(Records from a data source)
········
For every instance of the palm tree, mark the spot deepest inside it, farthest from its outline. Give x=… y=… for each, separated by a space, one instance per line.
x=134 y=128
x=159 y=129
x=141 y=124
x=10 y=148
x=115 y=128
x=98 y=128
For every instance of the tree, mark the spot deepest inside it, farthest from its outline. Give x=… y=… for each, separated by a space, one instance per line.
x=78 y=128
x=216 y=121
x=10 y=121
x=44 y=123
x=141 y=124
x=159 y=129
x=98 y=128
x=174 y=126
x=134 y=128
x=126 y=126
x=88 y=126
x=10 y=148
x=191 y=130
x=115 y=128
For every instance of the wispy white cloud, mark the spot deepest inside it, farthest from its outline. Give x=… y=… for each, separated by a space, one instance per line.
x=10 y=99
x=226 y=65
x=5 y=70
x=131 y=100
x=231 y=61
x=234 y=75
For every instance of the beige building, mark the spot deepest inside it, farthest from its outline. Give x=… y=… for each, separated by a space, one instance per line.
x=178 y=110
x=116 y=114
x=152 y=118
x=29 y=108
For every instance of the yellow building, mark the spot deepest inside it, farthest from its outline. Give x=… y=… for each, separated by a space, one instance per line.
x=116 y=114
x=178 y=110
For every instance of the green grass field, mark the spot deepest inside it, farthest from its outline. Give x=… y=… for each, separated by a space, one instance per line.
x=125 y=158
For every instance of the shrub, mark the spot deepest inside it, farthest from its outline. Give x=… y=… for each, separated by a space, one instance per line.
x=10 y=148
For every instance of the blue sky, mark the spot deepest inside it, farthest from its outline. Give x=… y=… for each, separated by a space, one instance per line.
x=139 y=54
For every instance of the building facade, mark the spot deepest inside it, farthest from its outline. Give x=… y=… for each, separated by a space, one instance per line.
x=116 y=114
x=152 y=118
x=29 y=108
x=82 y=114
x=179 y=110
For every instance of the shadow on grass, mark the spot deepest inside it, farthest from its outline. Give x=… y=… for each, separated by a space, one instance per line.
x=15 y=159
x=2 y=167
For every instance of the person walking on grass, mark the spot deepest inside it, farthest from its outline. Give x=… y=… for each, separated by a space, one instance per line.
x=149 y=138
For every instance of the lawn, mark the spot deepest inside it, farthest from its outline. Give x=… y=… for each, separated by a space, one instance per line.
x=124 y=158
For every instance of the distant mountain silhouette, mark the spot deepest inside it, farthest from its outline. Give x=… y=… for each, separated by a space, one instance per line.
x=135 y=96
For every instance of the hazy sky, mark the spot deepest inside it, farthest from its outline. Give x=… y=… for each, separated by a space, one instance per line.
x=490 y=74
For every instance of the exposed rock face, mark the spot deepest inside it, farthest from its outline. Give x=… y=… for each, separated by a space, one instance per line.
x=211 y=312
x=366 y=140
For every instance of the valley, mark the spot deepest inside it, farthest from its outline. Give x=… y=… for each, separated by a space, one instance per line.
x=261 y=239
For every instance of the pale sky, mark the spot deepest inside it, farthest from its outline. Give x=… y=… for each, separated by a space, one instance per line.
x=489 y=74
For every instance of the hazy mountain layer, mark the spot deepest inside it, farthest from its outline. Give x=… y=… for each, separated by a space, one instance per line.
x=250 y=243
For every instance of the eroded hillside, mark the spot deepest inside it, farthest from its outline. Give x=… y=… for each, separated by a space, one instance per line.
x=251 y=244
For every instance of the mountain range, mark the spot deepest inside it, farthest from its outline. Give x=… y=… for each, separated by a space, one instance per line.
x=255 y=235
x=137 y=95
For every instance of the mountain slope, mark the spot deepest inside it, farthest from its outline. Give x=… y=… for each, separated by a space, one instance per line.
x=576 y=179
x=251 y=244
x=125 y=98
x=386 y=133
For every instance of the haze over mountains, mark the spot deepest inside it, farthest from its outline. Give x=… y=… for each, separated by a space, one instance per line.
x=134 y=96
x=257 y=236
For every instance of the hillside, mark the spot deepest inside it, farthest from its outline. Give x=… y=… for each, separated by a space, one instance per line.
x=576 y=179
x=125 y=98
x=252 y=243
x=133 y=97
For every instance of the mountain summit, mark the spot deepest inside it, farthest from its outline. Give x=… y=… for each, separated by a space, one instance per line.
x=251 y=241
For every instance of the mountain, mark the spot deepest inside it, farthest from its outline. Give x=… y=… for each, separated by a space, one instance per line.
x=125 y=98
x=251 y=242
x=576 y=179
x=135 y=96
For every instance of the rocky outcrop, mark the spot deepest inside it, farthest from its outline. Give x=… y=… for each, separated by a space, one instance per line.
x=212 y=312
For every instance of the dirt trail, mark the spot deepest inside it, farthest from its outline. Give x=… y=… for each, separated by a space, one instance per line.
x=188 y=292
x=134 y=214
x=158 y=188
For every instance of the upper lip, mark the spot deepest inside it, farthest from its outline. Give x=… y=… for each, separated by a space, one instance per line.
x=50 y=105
········
**Assignment**
The reply must repeat all of the records precisely.

**Task response**
For every instance of the palm tree, mark the spot deepest inside it, farthest from its outline. Give x=… y=… for each, separated by a space, one instance per line.
x=134 y=128
x=159 y=129
x=141 y=124
x=10 y=148
x=115 y=128
x=98 y=128
For every instance of the tree, mark the spot deepest inside it, farthest from its outline. Give x=… y=… for each, separated by a space, one instance per line.
x=78 y=128
x=216 y=121
x=10 y=121
x=44 y=123
x=141 y=124
x=159 y=129
x=98 y=128
x=174 y=126
x=134 y=128
x=126 y=126
x=88 y=126
x=10 y=148
x=191 y=130
x=115 y=128
For every instance of the wispy white cloud, mark the spot deepest inside it, farthest from its outline. Give x=… y=… for each, separated by a space, one instance per line.
x=10 y=99
x=226 y=65
x=5 y=70
x=131 y=100
x=231 y=61
x=234 y=75
For every instance of the beige building, mark the spot deepest inside it, farthest from its outline. Give x=… y=… for each, separated by a space, one instance per line.
x=178 y=110
x=116 y=114
x=152 y=118
x=29 y=108
For every instance of the yellow building, mark the spot deepest inside it, farthest from its outline. Give x=… y=… for each, separated by a space, one instance per line.
x=116 y=114
x=178 y=110
For every instance of the green grass field, mark the spot deepest inside it, farthest from its outline. Give x=… y=… for each, separated by a space, one instance per line.
x=125 y=158
For every instance of the shrub, mark the spot deepest inside it, farthest from its outline. Give x=… y=… for each, separated by a space, one instance per line.
x=10 y=148
For every instance of the blue sky, mark the spot deepest inside it, farthest from its outline. Give x=… y=… for each, separated by a space, one instance per line.
x=139 y=54
For every instance of the building facade, mark the spot deepest inside it, farthest from its outline. Give x=… y=… for each, separated by a space, one instance per line.
x=116 y=114
x=152 y=118
x=29 y=108
x=82 y=114
x=179 y=110
For every instance of the shadow on grass, mark the spot deepest inside it, farthest from its outline. Give x=… y=… for each, separated by a space, one instance per line.
x=15 y=159
x=2 y=167
For every instance of the person walking on grass, mark the spot deepest inside it, farthest from its outline. Give x=… y=… for each, separated by a space, one instance per line.
x=149 y=138
For every instance of the lawn, mark the spot deepest inside it, farthest from its outline. Give x=… y=… for each, separated by a space, one instance per line.
x=124 y=158
For every instance of the distant mountain silhouette, mark the spot deepest inside it, farthest from its outline. Give x=… y=… for each, separated by a space, one instance per line.
x=135 y=96
For every instance of the hazy sky, mark the spot deepest inside it, farthest from its outline. Give x=… y=… for each, separated by a space, one instance per line.
x=490 y=74
For every instance of the exposed rock face, mark the spot deepest inside it, farthest from its outline. Give x=… y=… for each, separated by a space, one instance per line.
x=211 y=312
x=366 y=140
For every instance of the valley, mark the spot deepest inside it, farthest from its outline. Give x=… y=… for each, separated by a space, one instance per line.
x=261 y=239
For every instance of the pale sky, mark the spot deepest inside it, farthest from its outline. Give x=… y=… for each, separated by a space, one instance per line.
x=489 y=74
For every instance of the hazy mountain layer, mark the spot deepest inside it, farthest from its outline. Give x=… y=… for each, separated by a space, one instance per line.
x=250 y=243
For every instance of the eroded hillside, mark the spot deepest inside it, farthest from its outline. Give x=… y=… for each, separated by a space, one instance per line.
x=251 y=244
For every instance of the mountain range, mark the spot deepest inside it, farthest from its outline. Give x=… y=… for each, separated by a space, one instance per line.
x=255 y=235
x=137 y=95
For every instance of the mountain slope, mark the spot deepest inside it, farthest from its outline. Give x=… y=… for each, separated by a space, one instance per line.
x=576 y=179
x=251 y=244
x=125 y=98
x=386 y=133
For every instance of the haze over mountains, mark the spot deepest inside it, farthest from its outline. Give x=… y=… for each, separated by a space, one instance per line.
x=134 y=96
x=257 y=236
For every instance of the hillside, mark the spot deepest inside it, farthest from its outline. Give x=… y=… for each, separated by a space, one instance per line.
x=576 y=179
x=125 y=98
x=252 y=243
x=133 y=97
For every instance of the mountain summit, mark the spot deepest inside it, farthest from its outline. Give x=… y=… for each, separated by a space, one instance per line.
x=251 y=241
For every instance of the mountain, mark the spot deepest inside it, farthest from its outline. Give x=… y=… for each, separated by a space, one instance per line.
x=125 y=98
x=251 y=242
x=576 y=179
x=135 y=96
For every instance of the rocky outcrop, mark the spot deepest inside it, farthest from its outline. Give x=… y=… for each, separated by a space, one instance per line.
x=212 y=312
For every instance of the dirt trail, mark the spot deepest inside it, farthest from its outline. Give x=… y=… for each, separated by a space, one instance per line.
x=188 y=292
x=134 y=214
x=158 y=188
For every instance of the upper lip, mark the spot deepest inside it, farthest from its outline. Give x=… y=… for each, separated by a space, one instance per line.
x=50 y=105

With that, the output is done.